[原文]:
....................
故障
1、登录kubesphere报错:request to http://ks-apiserver/oauth/token failed, reason: getaddrinfo EAI_AGAIN ks-apiserver
kubectl -n kube-system edit cm coredns -o yaml #编辑coredns
# forward . /etc/resolv.conf {
# max_concurrent 1000
# }
kubectl delete pod -n kube-system $ (kubectl get pod -n kube-system | grep coredns | awk '{print $ 1}') #删除coredns的pod重启pod
vim /etc/resolve.conf
nameserver 8.8.8.8
nameserver 1.1.1.1
2、main.go:39: failed to initialize: dial tcp: lookup nightingale-database on 169.254.25.10:53: no such host
也是修改coredns
kubectl -n kube-system edit cm coredns -o yaml
apiVersion: v1
data:
Corefile: |
.:53 {
errors
health {
lameduck 5s
}
ready
kubernetes cluster.local in-addr.arpa ip6.arpa {
pods insecure
fallthrough in-addr.arpa ip6.arpa
ttl 30
}
prometheus :9153
loop
cache 30
reload
loadbalance
}
kind: ConfigMap
metadata:
annotations:
kubectl.kubernetes.io/last-applied-configuration: |
{"apiVersion":"v1","data":{"Corefile":".:53 {\n errors\n health {\n lameduck 5s\n }\n ready\n kubernetes cluster.local in-addr.arpa ip6.arpa {\n pods insecure\n fallthrough in-addr.arpa ip6.arpa\n ttl 30\n }\n prometheus :9153\n forward . /etc/resolv.conf {\n prefer_udp\n max_concurrent 1000\n }\n cache 30\n loop\n reload\n loadbalance\n}\n"},"kind":"ConfigMap","metadata":{"annotations":{},"labels":{"addonmanager.kubernetes.io/mode":"EnsureExists"},"name":"coredns","namespace":"kube-system"}}
creationTimestamp: "2025-04-23T10:12:47Z"
labels:
addonmanager.kubernetes.io/mode: EnsureExists
name: coredns
namespace: kube-system
resourceVersion: "313641"
....................
[任务要求]:
1. CoreDNS故障排查笔记中执行了 kubectl delete pod -n kube-system 并筛选 coredns 的命令，请用一到三句话说明这一步的目的。
2. 从CoreDNS故障排查笔记的最后一行之后往下续写。
这些数据与上方的CoreDNS故障排查笔记没有关联。
....................
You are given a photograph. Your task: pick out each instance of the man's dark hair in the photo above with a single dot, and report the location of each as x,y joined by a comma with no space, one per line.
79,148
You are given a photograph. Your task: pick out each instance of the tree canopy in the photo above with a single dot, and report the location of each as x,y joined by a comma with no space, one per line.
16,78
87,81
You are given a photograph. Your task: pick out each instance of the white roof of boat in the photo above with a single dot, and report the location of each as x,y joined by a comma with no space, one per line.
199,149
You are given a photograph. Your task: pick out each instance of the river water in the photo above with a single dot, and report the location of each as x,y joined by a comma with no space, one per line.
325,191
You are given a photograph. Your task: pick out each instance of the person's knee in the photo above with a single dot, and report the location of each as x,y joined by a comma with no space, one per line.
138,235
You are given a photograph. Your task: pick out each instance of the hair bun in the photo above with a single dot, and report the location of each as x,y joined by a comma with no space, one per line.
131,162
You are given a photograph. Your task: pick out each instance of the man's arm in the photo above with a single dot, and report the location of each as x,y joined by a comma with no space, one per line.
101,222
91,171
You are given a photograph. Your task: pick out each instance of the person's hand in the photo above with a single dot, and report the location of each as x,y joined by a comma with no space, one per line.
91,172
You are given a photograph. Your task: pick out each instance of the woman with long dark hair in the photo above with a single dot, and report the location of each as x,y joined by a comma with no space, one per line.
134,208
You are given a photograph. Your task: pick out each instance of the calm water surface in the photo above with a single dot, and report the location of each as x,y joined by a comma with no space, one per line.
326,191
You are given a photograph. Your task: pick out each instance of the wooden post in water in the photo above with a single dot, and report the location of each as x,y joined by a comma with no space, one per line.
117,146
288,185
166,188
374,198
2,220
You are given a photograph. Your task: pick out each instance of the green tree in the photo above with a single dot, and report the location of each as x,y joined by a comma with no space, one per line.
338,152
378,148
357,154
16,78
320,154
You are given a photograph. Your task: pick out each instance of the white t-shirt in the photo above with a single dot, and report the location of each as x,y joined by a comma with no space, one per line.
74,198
....................
[各题答案]:
1. 这条命令用于删除 kube-system 命名空间下的 coredns pod。笔记的注释说明，这样做是为了让 coredns 的 pod 重启。

2.
uid: d905e013-1661-49b2-b2d9-1abfecec6294
大部分解析问题都和coredns相关
3、访问所有的本地nodeport都失效
查看svc
检查kubeproxy
Failed to get properties: Connection timed out
检查服务器资源 这一步很重要,如果不能调度就会一直异常
4、coredns探针失败
coredns报错Readiness probe failed: Get "http://10.233.106.12:8181/ready": dial tcp 10.233.106.12:8181: connect: connection refused
就绪探针配置检查
kubectl get deployment -n kube-system coredns -o yaml
readinessProbe:
httpGet:
path: /ready
port: 8181
initialDelaySeconds: 3
periodSeconds: 5
coredns配置:
Corefile: |
.:53 {
ready 8181 # 确保存在此行
# 其他插件(如 errors, health, kubernetes 等)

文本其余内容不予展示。